Give the listing back in full, exactly as written, with the pictures removed.

Start of Data records

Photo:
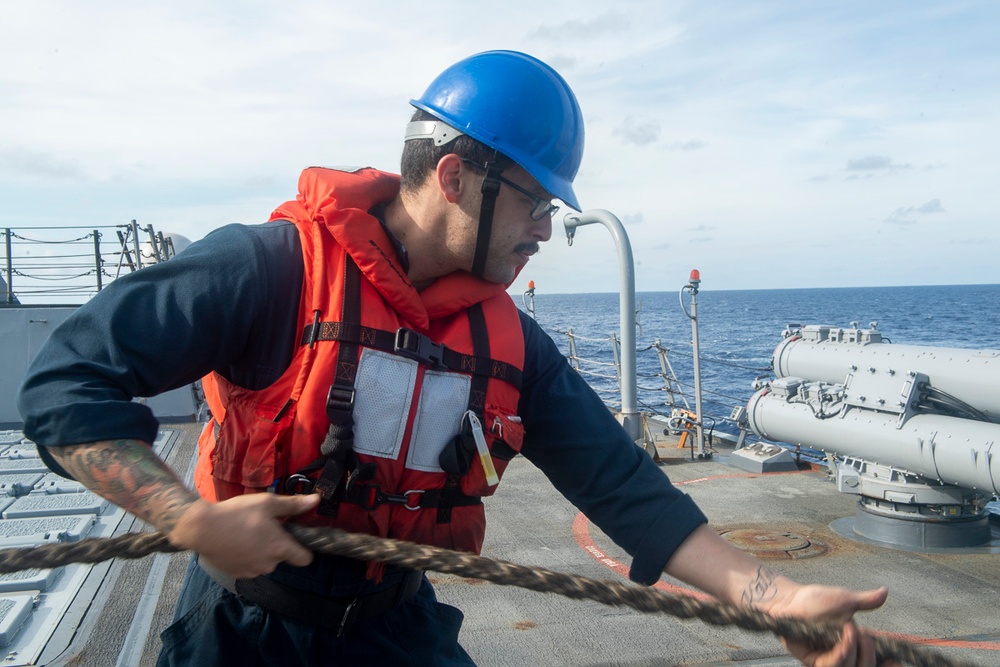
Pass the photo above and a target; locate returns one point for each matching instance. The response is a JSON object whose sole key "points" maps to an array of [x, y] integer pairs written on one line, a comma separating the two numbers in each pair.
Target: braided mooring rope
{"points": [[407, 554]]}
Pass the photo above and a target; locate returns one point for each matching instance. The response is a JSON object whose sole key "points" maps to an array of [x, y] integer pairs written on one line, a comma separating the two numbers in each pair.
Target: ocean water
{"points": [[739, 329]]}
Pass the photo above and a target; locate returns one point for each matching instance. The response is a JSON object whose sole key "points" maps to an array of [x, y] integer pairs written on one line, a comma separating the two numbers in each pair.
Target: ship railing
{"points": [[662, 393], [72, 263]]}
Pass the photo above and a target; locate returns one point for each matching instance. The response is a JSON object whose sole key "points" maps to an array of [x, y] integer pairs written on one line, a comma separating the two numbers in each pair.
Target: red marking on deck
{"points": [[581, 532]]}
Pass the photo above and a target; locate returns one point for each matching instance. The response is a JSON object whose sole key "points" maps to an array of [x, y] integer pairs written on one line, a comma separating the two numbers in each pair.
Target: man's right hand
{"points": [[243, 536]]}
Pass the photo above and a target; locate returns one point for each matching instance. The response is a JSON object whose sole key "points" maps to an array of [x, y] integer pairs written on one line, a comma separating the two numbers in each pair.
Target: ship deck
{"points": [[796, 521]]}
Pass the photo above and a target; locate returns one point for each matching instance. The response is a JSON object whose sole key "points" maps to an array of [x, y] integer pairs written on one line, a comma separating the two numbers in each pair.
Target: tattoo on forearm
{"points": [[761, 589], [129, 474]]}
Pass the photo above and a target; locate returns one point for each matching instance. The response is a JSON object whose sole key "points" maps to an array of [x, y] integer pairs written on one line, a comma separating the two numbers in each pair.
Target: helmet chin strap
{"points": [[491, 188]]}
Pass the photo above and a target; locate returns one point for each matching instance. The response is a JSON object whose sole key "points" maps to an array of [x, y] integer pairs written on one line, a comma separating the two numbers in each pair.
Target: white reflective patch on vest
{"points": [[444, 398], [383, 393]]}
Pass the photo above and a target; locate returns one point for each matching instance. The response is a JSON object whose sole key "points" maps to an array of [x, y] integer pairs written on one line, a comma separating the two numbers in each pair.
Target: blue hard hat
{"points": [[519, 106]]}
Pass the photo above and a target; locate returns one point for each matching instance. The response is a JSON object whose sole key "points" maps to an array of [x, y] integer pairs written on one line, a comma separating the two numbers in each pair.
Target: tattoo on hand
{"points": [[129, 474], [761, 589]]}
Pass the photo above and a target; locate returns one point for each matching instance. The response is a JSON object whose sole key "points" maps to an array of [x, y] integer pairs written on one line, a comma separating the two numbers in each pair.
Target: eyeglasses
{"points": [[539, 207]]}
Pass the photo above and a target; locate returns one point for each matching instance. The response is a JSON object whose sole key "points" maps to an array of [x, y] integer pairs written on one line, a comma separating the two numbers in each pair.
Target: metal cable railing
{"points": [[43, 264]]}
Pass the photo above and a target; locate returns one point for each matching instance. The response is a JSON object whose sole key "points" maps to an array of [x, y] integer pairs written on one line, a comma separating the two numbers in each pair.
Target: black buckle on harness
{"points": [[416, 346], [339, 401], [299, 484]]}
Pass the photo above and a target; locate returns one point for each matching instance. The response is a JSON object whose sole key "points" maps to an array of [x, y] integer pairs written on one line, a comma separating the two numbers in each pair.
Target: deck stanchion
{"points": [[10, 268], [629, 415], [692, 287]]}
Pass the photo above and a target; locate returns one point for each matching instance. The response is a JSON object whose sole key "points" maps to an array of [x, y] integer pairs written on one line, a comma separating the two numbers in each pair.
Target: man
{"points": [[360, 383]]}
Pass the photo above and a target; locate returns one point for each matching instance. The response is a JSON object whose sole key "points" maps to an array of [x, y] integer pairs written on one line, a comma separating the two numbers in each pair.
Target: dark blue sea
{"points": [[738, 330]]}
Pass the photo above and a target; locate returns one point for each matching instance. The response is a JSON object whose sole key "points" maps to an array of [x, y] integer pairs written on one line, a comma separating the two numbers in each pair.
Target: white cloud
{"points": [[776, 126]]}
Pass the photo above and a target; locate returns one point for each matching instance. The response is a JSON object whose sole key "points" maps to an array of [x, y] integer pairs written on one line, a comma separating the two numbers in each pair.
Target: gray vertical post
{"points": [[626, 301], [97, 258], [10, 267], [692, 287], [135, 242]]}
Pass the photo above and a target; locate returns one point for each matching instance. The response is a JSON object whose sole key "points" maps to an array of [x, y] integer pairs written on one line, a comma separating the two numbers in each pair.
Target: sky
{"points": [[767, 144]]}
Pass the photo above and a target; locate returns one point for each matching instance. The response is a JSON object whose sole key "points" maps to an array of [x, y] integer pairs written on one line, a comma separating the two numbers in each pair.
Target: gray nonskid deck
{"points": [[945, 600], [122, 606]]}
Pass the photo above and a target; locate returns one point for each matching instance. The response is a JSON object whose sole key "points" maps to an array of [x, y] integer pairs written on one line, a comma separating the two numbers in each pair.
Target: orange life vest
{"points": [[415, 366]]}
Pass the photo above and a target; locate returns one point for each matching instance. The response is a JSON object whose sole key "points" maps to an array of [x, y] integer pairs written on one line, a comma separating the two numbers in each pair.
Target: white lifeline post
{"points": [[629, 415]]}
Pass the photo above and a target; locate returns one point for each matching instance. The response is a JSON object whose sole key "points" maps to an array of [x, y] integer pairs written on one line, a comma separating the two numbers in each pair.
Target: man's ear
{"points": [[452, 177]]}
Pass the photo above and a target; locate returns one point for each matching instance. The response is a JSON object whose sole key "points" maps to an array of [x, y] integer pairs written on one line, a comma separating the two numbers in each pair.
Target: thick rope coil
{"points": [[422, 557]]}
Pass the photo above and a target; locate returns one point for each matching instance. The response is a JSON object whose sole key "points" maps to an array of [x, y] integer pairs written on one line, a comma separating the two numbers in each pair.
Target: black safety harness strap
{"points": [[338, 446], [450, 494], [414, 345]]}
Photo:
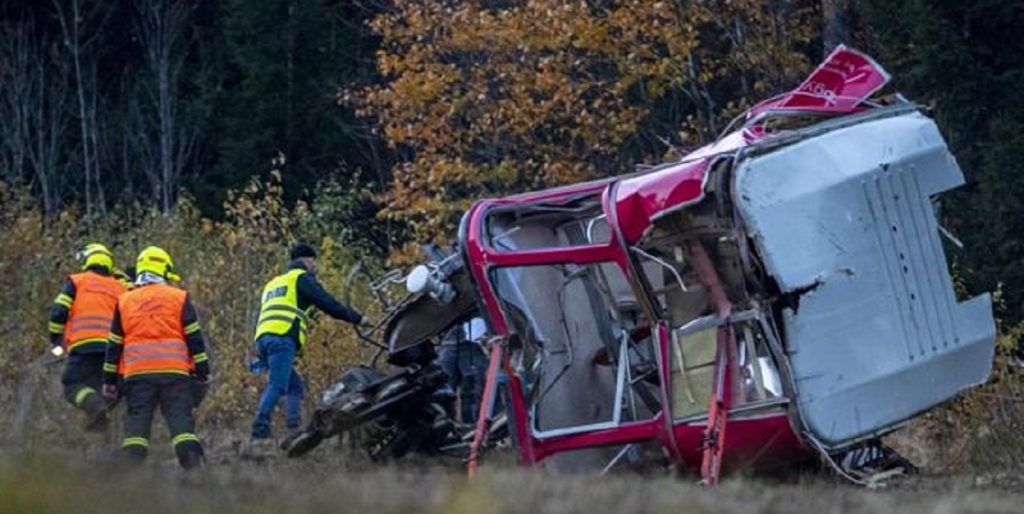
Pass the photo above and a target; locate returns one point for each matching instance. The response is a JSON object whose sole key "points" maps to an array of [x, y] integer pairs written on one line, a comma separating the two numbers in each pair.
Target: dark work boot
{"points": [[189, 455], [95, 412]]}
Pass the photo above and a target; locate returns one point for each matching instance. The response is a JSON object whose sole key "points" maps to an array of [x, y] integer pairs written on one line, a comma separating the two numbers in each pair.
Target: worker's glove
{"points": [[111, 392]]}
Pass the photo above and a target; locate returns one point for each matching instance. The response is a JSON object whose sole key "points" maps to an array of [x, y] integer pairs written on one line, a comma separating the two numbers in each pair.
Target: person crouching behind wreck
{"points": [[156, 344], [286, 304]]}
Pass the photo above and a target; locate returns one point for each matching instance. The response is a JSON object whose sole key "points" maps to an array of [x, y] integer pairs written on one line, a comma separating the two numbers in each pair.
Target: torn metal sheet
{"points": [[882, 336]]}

End of Data records

> The completed task
Photo:
Pass the photo above and a target; locate returns one point for each matching instance. The response is a JSON object whose sole key "points" maps to an array of [x, y] integer pairs written on one line, a comma separating the two numbers in each pair.
Target: braided mooring rope
{"points": [[407, 554]]}
Pass the photo above and a target; locate returns one point for each matching instance. The response is a JSON object whose sole key "points" maps to an array of [x, y] integer pairs written on one line, a comma separating the two numbers in each pair.
Target: ocean water
{"points": [[739, 329]]}
Pass the photo above and a target; locate returns one point for each matching instance. The response is a JSON object whose sole key "points" maps to an array of [x, y] integer pairs written on one line, a comma separating the two numbers in each pair.
Target: ship railing
{"points": [[662, 393], [72, 263]]}
Pass the photo above and a target; locate returns one point for each matching instance. The response is a JSON object whose sole key "points" maps to an array of [x, y] integer pairs written on one line, a comma separating the two numbers in each pair.
Target: red marking on deck
{"points": [[581, 532]]}
Pass the photo above and a target; locate returns one point for each matching instance. The response is a JSON object whose sole key "points" maps to an array of [x, y] integer pairs written on one line, a comma separating the two numbers in each pair.
Target: man's right hand
{"points": [[243, 536]]}
Pass the photo above and a target; locate returns one point for each matching instance. The response is a JSON object whose sole key "points" maps to an array of [x, y] integer pairs written on one line, a comma separating the two numbers in each pair.
Target: ship deck
{"points": [[796, 521]]}
Pass the photo above and a target; locate returns one point for each matching instance. The response is a JSON object whose sole key "points" maps to an array of [x, y] integer pairs written on one line, a comma separating the two numbers in each pair.
Target: tattoo on forearm
{"points": [[761, 589], [129, 474]]}
Pass the photo above and a target; locate returns one point for each matching instance. The response is a JSON object whose sole key "points" maps to an array of [x, y] integer pairs written on one line, a comma separating the two numbers in each pair.
Target: helmet chin strap
{"points": [[491, 188]]}
Pass the photo above and a target; locate returns one point for each matching instance. The response is a JSON object whose sole key "points" maps to an array of [x, y] integer pairs written on one line, a comma separating the two numbers in each pair.
Target: white reflective patch on vest
{"points": [[444, 398], [383, 393]]}
Pass the photo above and a target; locate returns one point for each matching instance. The response is a JSON object whose sole key "points" maps to an array of [x, y] integer pairs written on one line, a comma separating the two numbers in each pair.
Target: blue hard hat
{"points": [[519, 106]]}
Pass the photo above and a target; locate returns one point for each matching instance. The response is a JSON object whose sole key "points" maps to an array of [x, y] integer pairs written on one line, a comma separating the two numbers in each pair.
Target: tattoo on hand
{"points": [[129, 474], [761, 589]]}
Pass the photo above and a target; locate returns one point for each matching instance. The response is a JSON object whose sole key "points" maps to an array of [x, y] integer pairs written on one line, a comma separating the two numbers in each pair.
Target: eyeglasses
{"points": [[539, 207]]}
Pass the photo above and a target; locate returns one point for each matching instance. The response is a JSON object whose sole key "points" maps to an array of [x, y] integer pairs written on one line, a comma separating the two numbers in each pair.
Target: metal cable railing
{"points": [[43, 264]]}
Pass the photo above and a target; locate returns one point for each matching instance. The response is a JSON object whose sole key "points" maps to an array of [x, y] integer pairs written on one line, a comma separating the two numbers in each pair.
Target: black buckle on harness
{"points": [[416, 346], [339, 401], [299, 484]]}
Pass the photo above and a target; locate returns one point for each matching instance. The response is a JSON object whose sole key "points" maps to an array of [x, y] integer pairs written on one line, a comma separating the two numbers in each pair.
Target: deck stanchion
{"points": [[10, 268], [629, 415], [692, 287]]}
Pass the photo above and a target; locate returns one point for each matching instance. The response is a JSON object whose sole key "points" maps to an array of [x, y] integer pairs written on one line, a comma separating the two numbers in each pair.
Target: man
{"points": [[360, 383]]}
Pass the photo above and a target; locate returns one point for each matching instance. The response is a JSON object whose sole key "points" maps to an array of [x, y] integer pairs written on one line, a comma separating the two numbers in each pair.
Target: dark blue sea
{"points": [[738, 330]]}
Pass the photo above and a target; locate returns one point for each matching instance. The response is a JSON object whose sole key "points" maps to an array of [x, y] integer pairs written on one line, a comma separating the two numbers in each pair.
Target: white cloud
{"points": [[776, 126]]}
Pass the photo above and a target; locate returns one point for each matching instance. The response is a JSON object whose sole key "points" maps to an array of [x, y] integer pairs written on one line, a comma separating the two numbers in each pair.
Target: gray vertical post
{"points": [[626, 301], [97, 258], [10, 267], [692, 287], [135, 242]]}
Pass the photo above and a target; locate returns one point for each matching instance. The response is a JSON object whose sole key "points" maps to an array of [x, y] integer pairs written on one line, a comma separating the two numbers in each pair.
Target: sky
{"points": [[767, 144]]}
Pass the photo above and a target; locate returns one point for each matching instance. The response is a JSON object whose sole key "points" maps to an array of [x, y] integer pairs written on one line, a comma separating the two numbers in each pair.
Target: gray nonskid deck
{"points": [[945, 600], [122, 606]]}
Pass the photo above and a target; locate returns one point for each matching instance. The response is a JSON object whose sole key "points" maps to an array of [x, y] integer pairs written on one line, a comma separating the two numbers in each pair.
Target: orange life vest
{"points": [[415, 366]]}
Pass the photo above and a target; locate returns one point for each matching instance. The response is a JSON object whose sole key "points" maps to an array of [x, y] integer pairs written on one line, a comma separating the two numbers in each pair.
Target: white lifeline post
{"points": [[629, 415]]}
Pass the photo above and a target; locate returns one point for each matching instance. The response is a JSON object whose sole key "points" maps to an array of [x, y] integer pairs written on one line, a comma separating the two numbers in each pair.
Target: man's ear
{"points": [[452, 177]]}
Pass the photo above and a target; locate returns one point for each matching instance. The response is a JSON object whose sole key "points" maps to an array of [x, y] integer pairs written on one line, a comma separating the two numbers in each pair.
Target: thick rope coil
{"points": [[422, 557]]}
Pass the photo above and a target; locate returns one point for each matching instance. The response is a JSON object whose sole key "points" maps to an array of [x, y] integer pairs written on one line, a comma separating the two numbers in each pair.
Target: black safety harness strap
{"points": [[338, 446], [450, 494], [414, 345]]}
Photo:
Pass the photo above and a target; locate returns one point for each matching instance. The response is a JSON object whose sole key "points" maps to an array of [x, y] integer pairs written on one line, a comma separating the two numbers in each pair.
Target: dark work boot
{"points": [[189, 455], [95, 412]]}
Pass the photo above and a target; locate returns one point for each matching instance. The response is a JSON object whose sole key "points" maps to an array of [x, y] integer pairs written on one line, a comma separating the two numbers in each pair.
Target: worker's glove
{"points": [[111, 392]]}
Pass the photo above and a target; locate returns one point for each matching instance. The response is a JSON object whose sole key "points" maps to an array of [x, y] integer pairs written on one line, a comma separating the two numbers in each pair.
Target: person crouching behind wreck
{"points": [[156, 344], [286, 304]]}
Pass the photo above and a target; locate returns one point for each matching instance. The response is a JSON object whose sole key "points" maps to an array of [x, y] integer pairs written on one line, a comma separating the two numbers in each pair.
Target: torn metal sheet
{"points": [[882, 336]]}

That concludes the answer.